1: Distributional Regression Models

Dutch boys BMI for boys aged between 10 and 20 years

We use the Dutch boys BMI data to illustrate the regression concepts discussed in Chapter 1. The dataset dbbmi is in the gamlss.data package.

Data and model setup

Load the dbbmi dataset, create the subset of boys aged 10 to 20 years, and compute the linear model.

library(gamlss)
library(gamlss.ggplots)
library(ggplot2)
data(dbbmi)
# data for boys aged 10 to 20
db_bmi_10 <- dbbmi[db$age>10&db$age<20,]
# linear model 
m1 <- gamlss(bmi~age, data=db_bmi_10, trace=FALSE)
summary(m1)
******************************************************************
Family:  c("NO", "Normal") 

Call:  gamlss(formula = bmi ~ age, data = db_bmi_10, trace = FALSE) 

Fitting method: RS()

### Information supplied
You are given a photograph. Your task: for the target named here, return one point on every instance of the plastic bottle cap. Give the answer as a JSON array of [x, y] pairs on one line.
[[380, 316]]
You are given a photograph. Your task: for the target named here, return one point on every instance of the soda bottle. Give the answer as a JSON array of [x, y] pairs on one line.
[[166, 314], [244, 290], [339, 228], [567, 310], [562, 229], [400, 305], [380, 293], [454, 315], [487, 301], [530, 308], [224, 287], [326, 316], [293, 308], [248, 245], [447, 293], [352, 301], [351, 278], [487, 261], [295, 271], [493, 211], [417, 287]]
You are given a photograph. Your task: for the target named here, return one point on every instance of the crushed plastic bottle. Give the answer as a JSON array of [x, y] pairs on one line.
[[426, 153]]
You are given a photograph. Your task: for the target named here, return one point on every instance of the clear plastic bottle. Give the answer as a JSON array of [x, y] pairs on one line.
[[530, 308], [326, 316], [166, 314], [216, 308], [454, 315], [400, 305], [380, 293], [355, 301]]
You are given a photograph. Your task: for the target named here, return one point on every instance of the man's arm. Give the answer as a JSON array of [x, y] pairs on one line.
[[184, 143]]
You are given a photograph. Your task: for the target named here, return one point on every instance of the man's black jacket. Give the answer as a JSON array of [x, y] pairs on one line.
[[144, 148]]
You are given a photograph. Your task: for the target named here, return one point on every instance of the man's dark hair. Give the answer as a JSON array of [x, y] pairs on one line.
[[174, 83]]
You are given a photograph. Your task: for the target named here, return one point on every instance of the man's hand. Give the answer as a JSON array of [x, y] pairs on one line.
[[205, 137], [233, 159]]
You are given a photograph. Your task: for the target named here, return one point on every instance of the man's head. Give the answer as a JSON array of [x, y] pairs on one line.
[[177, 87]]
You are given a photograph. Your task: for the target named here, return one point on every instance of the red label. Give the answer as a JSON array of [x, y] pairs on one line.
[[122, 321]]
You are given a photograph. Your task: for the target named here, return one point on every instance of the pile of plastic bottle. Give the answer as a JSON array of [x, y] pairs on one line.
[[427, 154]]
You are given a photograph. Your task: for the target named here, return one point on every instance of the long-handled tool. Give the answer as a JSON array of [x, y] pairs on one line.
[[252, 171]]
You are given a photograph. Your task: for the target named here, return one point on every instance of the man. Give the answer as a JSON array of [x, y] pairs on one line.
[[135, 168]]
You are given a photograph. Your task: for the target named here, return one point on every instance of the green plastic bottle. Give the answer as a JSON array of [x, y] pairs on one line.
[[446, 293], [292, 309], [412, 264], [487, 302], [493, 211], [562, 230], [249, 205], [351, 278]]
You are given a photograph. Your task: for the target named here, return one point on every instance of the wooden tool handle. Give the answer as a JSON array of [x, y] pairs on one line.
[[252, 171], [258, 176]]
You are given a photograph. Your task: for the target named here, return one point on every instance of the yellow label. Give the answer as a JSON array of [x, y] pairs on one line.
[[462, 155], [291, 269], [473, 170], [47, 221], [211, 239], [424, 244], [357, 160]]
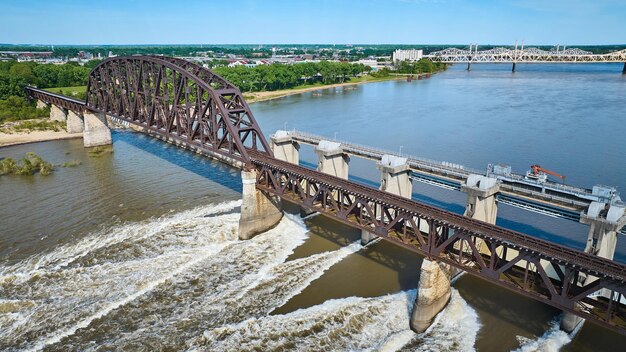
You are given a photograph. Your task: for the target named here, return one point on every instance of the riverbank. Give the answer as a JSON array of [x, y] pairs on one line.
[[35, 136], [32, 131], [253, 97]]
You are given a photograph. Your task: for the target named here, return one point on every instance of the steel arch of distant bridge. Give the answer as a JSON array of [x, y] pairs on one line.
[[184, 102], [178, 100], [525, 55]]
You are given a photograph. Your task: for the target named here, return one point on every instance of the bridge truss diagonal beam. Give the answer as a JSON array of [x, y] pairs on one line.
[[507, 258], [177, 99]]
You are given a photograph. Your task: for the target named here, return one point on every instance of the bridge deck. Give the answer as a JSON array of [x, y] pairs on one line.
[[456, 240], [430, 231], [550, 198]]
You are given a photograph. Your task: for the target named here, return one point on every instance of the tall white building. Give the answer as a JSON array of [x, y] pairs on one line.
[[407, 55]]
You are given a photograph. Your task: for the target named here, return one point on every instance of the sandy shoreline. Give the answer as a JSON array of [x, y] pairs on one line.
[[34, 137], [42, 136], [256, 97]]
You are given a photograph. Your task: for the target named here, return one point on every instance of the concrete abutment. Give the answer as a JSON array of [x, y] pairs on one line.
[[41, 104], [74, 122], [57, 113], [259, 211], [96, 131]]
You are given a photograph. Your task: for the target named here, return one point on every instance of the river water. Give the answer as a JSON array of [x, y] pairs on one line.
[[137, 250]]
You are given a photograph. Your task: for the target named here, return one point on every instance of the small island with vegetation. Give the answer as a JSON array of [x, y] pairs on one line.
[[21, 121]]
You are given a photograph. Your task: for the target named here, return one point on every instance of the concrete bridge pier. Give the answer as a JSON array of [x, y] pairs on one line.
[[96, 131], [604, 222], [74, 122], [259, 211], [41, 104], [395, 179], [284, 147], [433, 294], [331, 159], [57, 113], [481, 198]]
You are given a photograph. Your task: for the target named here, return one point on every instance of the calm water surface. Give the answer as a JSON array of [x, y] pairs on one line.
[[137, 249]]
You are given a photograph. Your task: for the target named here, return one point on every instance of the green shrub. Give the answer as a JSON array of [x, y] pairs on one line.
[[29, 165]]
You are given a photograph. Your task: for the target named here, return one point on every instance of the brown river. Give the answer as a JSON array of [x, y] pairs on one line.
[[138, 250]]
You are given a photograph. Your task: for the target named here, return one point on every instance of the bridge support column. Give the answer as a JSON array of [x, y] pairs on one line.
[[57, 113], [96, 130], [433, 294], [604, 222], [285, 148], [481, 198], [259, 211], [395, 179], [41, 104], [331, 159], [74, 122]]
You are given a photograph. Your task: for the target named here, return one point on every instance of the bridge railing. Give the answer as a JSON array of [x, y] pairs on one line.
[[507, 258]]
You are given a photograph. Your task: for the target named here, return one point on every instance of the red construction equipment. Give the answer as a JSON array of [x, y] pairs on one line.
[[538, 173]]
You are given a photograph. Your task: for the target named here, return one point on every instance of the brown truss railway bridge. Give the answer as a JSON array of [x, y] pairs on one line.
[[188, 105]]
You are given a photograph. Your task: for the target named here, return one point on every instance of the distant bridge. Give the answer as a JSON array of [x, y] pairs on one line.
[[524, 55], [190, 106]]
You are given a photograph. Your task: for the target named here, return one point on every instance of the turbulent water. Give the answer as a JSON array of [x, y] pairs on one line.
[[184, 281], [138, 250]]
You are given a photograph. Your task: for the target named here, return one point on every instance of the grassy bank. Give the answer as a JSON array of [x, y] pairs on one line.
[[77, 92], [252, 97]]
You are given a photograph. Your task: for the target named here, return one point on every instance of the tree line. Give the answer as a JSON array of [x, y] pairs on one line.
[[14, 76], [421, 66], [280, 76]]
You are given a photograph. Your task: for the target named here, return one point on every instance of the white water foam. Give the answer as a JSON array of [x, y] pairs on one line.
[[65, 298], [355, 323], [232, 295], [551, 341], [65, 255]]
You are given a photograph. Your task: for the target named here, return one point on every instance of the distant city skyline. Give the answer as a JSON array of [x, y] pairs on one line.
[[485, 22]]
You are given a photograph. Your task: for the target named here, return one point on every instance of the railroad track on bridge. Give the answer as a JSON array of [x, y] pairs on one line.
[[192, 107]]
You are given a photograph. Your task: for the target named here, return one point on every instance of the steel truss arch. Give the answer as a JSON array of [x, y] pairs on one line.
[[178, 100]]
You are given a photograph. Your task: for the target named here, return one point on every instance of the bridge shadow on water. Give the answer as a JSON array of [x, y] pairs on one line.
[[198, 164]]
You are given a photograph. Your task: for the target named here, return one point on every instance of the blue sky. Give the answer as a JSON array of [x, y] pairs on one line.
[[313, 21]]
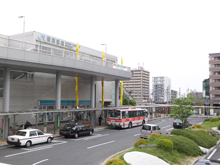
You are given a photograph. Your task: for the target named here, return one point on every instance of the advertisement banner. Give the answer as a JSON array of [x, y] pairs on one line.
[[58, 121]]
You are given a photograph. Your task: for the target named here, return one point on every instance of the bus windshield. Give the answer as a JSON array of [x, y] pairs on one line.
[[114, 114]]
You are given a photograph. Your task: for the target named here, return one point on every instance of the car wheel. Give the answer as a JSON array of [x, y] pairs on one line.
[[76, 135], [28, 144], [49, 140]]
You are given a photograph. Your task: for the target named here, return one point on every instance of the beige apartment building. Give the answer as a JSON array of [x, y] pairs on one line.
[[214, 76], [138, 86]]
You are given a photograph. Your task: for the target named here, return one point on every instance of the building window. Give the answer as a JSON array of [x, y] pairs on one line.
[[53, 40], [62, 43], [48, 39]]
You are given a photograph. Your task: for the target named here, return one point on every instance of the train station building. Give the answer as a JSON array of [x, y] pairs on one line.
[[38, 78]]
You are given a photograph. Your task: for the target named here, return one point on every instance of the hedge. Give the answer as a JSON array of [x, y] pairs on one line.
[[199, 137], [184, 145]]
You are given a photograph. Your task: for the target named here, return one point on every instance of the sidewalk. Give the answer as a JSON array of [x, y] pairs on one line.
[[3, 142]]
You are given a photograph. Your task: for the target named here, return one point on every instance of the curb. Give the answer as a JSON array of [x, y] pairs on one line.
[[103, 163]]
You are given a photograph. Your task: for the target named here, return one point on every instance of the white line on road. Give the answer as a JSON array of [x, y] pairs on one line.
[[35, 149], [212, 154], [100, 144], [165, 127], [136, 134], [38, 148], [40, 161], [91, 137]]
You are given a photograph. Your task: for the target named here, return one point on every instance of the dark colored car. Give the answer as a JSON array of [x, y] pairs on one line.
[[72, 130], [179, 124], [204, 162]]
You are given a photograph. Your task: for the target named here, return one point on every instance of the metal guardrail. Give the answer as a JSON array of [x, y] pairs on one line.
[[61, 52]]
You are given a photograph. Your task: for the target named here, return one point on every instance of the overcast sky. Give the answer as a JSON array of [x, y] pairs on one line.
[[170, 38]]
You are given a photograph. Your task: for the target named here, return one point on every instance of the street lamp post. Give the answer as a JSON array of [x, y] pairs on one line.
[[105, 48], [23, 29]]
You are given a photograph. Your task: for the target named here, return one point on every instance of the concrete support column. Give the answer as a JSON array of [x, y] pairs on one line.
[[117, 93], [58, 98], [6, 89], [92, 118], [58, 90], [6, 97], [92, 93]]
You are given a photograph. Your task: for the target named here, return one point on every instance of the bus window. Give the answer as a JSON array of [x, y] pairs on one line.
[[146, 113], [124, 115], [114, 114]]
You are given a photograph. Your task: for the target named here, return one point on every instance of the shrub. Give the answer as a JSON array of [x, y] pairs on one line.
[[117, 163], [202, 130], [112, 161], [199, 137], [139, 142], [154, 135], [165, 144], [184, 145], [208, 119], [133, 102], [125, 101], [197, 126], [214, 119]]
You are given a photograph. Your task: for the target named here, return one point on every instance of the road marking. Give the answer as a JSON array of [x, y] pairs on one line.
[[165, 127], [100, 144], [136, 134], [212, 154], [38, 148], [91, 137], [40, 161]]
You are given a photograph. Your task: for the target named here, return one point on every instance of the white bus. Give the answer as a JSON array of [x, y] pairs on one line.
[[126, 118]]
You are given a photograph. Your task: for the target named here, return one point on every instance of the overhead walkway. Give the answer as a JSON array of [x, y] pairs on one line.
[[19, 55]]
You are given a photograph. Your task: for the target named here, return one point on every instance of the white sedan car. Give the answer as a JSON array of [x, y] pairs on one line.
[[28, 137]]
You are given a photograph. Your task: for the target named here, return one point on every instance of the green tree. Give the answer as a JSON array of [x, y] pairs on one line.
[[182, 108], [125, 101], [133, 102]]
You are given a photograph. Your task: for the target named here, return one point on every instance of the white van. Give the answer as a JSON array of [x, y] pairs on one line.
[[148, 129]]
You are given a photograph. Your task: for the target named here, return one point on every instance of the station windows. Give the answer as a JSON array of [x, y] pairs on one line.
[[53, 40], [48, 39], [62, 43]]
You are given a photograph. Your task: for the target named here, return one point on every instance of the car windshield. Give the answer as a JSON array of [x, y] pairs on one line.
[[114, 114], [68, 126], [21, 133], [146, 127]]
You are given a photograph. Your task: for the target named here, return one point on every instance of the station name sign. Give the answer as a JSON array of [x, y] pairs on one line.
[[56, 41]]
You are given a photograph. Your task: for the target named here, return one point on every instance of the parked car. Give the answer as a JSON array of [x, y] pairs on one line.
[[72, 130], [28, 137], [204, 162], [148, 129], [177, 123]]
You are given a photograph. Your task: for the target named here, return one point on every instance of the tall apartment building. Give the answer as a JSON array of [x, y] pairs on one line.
[[173, 95], [214, 76], [139, 85], [161, 89]]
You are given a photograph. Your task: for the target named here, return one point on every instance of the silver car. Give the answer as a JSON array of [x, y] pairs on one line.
[[148, 129]]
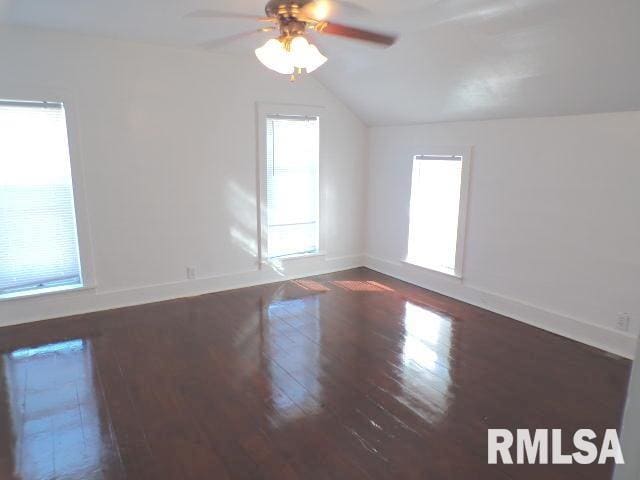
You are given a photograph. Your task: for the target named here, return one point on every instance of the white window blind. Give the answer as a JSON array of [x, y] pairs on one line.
[[38, 239], [434, 212], [292, 185]]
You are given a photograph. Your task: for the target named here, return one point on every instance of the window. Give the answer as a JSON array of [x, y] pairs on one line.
[[435, 215], [38, 238], [292, 185]]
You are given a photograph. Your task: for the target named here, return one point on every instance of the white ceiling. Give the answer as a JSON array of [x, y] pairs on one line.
[[455, 60]]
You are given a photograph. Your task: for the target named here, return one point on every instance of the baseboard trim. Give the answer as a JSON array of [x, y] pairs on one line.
[[612, 341], [64, 304]]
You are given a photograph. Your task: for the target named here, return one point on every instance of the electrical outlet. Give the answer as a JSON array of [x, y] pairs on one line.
[[623, 321]]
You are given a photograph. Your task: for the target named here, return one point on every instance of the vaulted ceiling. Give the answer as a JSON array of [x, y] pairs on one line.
[[455, 59]]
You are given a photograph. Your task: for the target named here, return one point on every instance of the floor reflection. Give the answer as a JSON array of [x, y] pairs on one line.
[[294, 355], [426, 374], [53, 411]]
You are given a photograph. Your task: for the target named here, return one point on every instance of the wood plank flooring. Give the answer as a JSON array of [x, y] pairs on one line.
[[352, 375]]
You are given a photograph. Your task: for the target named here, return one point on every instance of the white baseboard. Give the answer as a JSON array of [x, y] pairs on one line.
[[63, 304], [619, 343]]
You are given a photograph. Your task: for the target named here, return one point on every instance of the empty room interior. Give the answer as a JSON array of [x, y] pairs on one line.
[[319, 239]]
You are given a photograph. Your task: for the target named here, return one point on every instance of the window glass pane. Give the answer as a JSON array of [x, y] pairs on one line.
[[292, 185], [38, 240], [434, 211]]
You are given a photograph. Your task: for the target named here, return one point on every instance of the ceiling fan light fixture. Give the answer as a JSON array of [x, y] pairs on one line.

### Short problem
Restate everything in the Dutch BMI tutorial from "1: Distributional Regression" down to "library(gamlss.ggplots)", substituting "Dutch girls BMI" for "Dutch boys BMI".

### Task response
1: Distributional Regression Models

Dutch girls BMI for boys aged between 10 and 20 years

We use the Dutch girls BMI data to illustrate the regression concepts discussed in Chapter 1. The dataset dbbmi is in the gamlss.data package.

Data and model setup

Load the dbbmi dataset, create the subset of boys aged 10 to 20 years, and compute the linear model.

library(gamlss)
library(gamlss.ggplots)